Por Miguel Walls
Fotografía: Carlos Gamero
Que la toxicidad es un tema que todos los cofrades conocen pero nadie se atreve a hablar es más que un secreto a voces. Está en todos los ámbitos de nuestra vida. Como es de esperar, en las hermandades también. Otra pandemia, al igual que el enchufismo, que empieza a preocupar por su propagación a velocidad de la luz.
Las cofradías nunca pueden ser el centro de acogida de personas egocéntricas que necesitan atención y que critican a diestro y siniestro para hacer daño y llegar a ser la última pareja de ciriales en su paso de palio en menos de un año. Primero, porque no se cumple con el principio cristiano bajo el que los golpes de pecho y el postureo se hacen latentes en cada salida procesional. Y segundo, porque construye una imagen penosa para el resto de la sociedad cofrade.
Reconocer nuestros pecados es uno de los elementos fundamentales del cristianismo. Lo hacemos a los pocos segundos de comenzar una eucaristía. Es vergonzoso que las cofradías acojan en su seno a bullies, a acosadores o depredadores sexuales y a personas destructivas. Definitivamente, ello representa la hipocresía hecha institución.
El enemigo de las hermandades siempre está dentro. No es necesario buscarlo fuera. Ni en bulos políticos que llaman a eliminar la Semana Santa ni en personas poco informadas que nos comparan con talibanes. Si las corporaciones penitenciales o de gloria desaparecen es gracias a los propios cofrades. Y si se opta por no querer cavar nuestra propia tumba será mejor aplicarse la famosa canción del streamer Ibai Llanos: toxicidad fuera, malas vibras fuera.

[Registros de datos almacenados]

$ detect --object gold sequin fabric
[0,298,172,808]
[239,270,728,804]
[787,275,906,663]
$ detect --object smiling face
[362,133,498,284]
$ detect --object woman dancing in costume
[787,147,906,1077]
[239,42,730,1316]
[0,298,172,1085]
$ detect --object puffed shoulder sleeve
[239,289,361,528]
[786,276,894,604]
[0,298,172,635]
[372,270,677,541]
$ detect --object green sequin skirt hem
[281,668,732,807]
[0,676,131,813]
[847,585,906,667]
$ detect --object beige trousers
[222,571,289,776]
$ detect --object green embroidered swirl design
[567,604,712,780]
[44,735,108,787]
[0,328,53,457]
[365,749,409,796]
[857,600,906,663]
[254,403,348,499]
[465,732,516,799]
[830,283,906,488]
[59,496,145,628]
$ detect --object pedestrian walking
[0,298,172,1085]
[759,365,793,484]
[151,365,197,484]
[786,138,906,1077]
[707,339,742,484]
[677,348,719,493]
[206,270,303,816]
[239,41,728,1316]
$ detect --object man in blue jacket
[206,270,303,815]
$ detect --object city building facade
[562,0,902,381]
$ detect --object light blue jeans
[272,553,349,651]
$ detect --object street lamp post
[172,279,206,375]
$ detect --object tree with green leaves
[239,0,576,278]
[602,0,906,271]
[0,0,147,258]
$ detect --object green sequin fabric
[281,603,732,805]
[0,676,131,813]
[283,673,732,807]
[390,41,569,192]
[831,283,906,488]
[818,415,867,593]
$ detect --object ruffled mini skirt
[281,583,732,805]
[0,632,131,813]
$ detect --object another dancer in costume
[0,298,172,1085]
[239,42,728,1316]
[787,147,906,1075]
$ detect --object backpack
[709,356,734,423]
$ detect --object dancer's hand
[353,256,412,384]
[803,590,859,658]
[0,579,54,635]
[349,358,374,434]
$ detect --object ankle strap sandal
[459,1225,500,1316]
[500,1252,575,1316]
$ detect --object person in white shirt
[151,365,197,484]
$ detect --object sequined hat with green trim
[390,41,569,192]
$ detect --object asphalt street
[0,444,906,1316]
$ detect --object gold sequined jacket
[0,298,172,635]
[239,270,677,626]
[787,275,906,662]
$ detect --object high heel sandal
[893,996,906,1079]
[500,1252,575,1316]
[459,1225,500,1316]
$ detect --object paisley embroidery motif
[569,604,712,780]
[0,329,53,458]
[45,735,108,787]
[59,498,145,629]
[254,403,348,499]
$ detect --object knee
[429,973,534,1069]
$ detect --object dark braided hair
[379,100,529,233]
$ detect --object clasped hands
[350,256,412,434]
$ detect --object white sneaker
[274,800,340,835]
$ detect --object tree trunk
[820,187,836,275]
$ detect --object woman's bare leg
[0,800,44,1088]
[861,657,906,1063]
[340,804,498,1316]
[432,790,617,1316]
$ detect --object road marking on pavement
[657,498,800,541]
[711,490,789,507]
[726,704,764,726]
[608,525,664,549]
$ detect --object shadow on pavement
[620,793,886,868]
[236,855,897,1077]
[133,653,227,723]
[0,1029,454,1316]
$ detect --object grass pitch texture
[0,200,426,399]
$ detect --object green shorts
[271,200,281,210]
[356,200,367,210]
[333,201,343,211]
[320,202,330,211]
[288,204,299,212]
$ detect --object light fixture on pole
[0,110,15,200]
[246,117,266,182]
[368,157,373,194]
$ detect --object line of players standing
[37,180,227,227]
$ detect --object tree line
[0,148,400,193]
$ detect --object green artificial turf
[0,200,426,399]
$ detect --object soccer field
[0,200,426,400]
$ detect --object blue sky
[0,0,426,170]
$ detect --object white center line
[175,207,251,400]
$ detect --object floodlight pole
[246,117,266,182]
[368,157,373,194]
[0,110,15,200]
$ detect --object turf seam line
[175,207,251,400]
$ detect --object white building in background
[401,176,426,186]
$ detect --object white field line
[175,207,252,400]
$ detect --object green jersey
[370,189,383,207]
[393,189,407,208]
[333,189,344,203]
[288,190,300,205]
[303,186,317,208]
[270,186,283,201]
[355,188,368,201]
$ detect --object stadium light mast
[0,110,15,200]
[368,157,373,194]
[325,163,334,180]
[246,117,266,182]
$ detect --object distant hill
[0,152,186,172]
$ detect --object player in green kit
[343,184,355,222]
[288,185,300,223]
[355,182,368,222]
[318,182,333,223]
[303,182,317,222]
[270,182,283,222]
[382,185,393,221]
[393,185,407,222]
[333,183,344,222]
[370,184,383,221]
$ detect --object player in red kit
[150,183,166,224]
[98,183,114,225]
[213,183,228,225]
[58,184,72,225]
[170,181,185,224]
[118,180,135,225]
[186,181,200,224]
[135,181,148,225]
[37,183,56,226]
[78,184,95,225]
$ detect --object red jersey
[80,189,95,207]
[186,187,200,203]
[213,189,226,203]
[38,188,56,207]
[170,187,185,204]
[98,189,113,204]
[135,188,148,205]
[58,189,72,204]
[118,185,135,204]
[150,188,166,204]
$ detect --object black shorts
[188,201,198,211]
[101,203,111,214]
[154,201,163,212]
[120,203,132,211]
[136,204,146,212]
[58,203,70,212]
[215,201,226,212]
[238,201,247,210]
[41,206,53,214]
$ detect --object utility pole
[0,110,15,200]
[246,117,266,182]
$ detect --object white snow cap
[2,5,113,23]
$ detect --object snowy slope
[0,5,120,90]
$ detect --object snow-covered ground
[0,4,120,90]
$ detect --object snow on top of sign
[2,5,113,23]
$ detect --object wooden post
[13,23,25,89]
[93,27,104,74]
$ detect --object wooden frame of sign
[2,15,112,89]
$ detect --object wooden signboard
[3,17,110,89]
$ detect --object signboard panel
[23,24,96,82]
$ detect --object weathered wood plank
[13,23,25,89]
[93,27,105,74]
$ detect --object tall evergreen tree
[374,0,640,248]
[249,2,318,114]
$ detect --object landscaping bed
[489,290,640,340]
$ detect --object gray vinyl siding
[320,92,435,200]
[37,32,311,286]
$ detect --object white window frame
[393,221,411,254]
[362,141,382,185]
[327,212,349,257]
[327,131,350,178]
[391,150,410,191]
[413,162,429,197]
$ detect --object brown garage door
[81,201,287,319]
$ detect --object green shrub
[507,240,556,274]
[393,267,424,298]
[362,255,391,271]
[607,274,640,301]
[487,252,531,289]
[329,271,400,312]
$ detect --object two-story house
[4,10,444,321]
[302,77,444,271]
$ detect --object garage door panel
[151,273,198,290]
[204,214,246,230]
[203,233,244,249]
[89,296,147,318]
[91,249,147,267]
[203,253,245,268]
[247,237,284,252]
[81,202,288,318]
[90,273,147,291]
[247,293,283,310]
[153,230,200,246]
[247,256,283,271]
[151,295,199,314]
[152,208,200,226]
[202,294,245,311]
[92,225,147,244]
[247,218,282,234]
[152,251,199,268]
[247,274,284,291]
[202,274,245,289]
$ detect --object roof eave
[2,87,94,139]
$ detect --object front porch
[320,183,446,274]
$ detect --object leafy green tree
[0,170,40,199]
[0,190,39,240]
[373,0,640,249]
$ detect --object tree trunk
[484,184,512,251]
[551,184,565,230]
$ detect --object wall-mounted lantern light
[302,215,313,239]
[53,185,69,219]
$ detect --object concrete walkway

§ Tareas por realizar:
1. Por favor, reescribe el fragmento del texto sobre la toxicidad en las cofradías que va de "Por Miguel Walls" a "la sociedad cofrade.", ambos incluidos, y sustituye "pandemia" por "epidemia".
2. Según el texto sobre la toxicidad en las cofradías, ¿dónde está siempre el enemigo de las hermandades?

§ Respuestas escritas:
1.
Por Miguel Walls
Fotografía: Carlos Gamero
Que la toxicidad es un tema que todos los cofrades conocen pero nadie se atreve a hablar es más que un secreto a voces. Está en todos los ámbitos de nuestra vida. Como es de esperar, en las hermandades también. Otra epidemia, al igual que el enchufismo, que empieza a preocupar por su propagación a velocidad de la luz.
Las cofradías nunca pueden ser el centro de acogida de personas egocéntricas que necesitan atención y que critican a diestro y siniestro para hacer daño y llegar a ser la última pareja de ciriales en su paso de palio en menos de un año. Primero, porque no se cumple con el principio cristiano bajo el que los golpes de pecho y el postureo se hacen latentes en cada salida procesional. Y segundo, porque construye una imagen penosa para el resto de la sociedad cofrade.

2. Siempre está dentro de las propias hermandades.